• Stored items from a collection
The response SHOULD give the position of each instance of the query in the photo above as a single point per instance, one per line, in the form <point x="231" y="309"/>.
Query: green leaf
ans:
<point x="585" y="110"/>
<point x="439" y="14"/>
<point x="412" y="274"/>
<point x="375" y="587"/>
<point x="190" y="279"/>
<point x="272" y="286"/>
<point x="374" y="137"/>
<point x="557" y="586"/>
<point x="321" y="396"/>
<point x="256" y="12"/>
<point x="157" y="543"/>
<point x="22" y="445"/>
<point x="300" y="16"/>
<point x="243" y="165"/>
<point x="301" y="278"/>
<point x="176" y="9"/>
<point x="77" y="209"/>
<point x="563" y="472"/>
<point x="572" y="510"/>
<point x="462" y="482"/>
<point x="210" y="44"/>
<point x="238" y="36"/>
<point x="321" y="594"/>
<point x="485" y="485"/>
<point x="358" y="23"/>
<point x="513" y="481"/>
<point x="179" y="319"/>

• Required task
Repeat every entry exactly, please.

• Written solution
The response SHOULD give the position of each instance of the query in the photo above as a single point per instance, one per line, in the form <point x="231" y="309"/>.
Query: green leaf
ans:
<point x="585" y="110"/>
<point x="439" y="14"/>
<point x="412" y="274"/>
<point x="375" y="587"/>
<point x="190" y="279"/>
<point x="272" y="286"/>
<point x="374" y="137"/>
<point x="557" y="586"/>
<point x="321" y="396"/>
<point x="256" y="12"/>
<point x="157" y="543"/>
<point x="22" y="445"/>
<point x="300" y="16"/>
<point x="243" y="165"/>
<point x="301" y="278"/>
<point x="176" y="9"/>
<point x="77" y="209"/>
<point x="563" y="472"/>
<point x="572" y="510"/>
<point x="462" y="482"/>
<point x="210" y="44"/>
<point x="238" y="36"/>
<point x="321" y="594"/>
<point x="485" y="485"/>
<point x="358" y="23"/>
<point x="513" y="481"/>
<point x="179" y="319"/>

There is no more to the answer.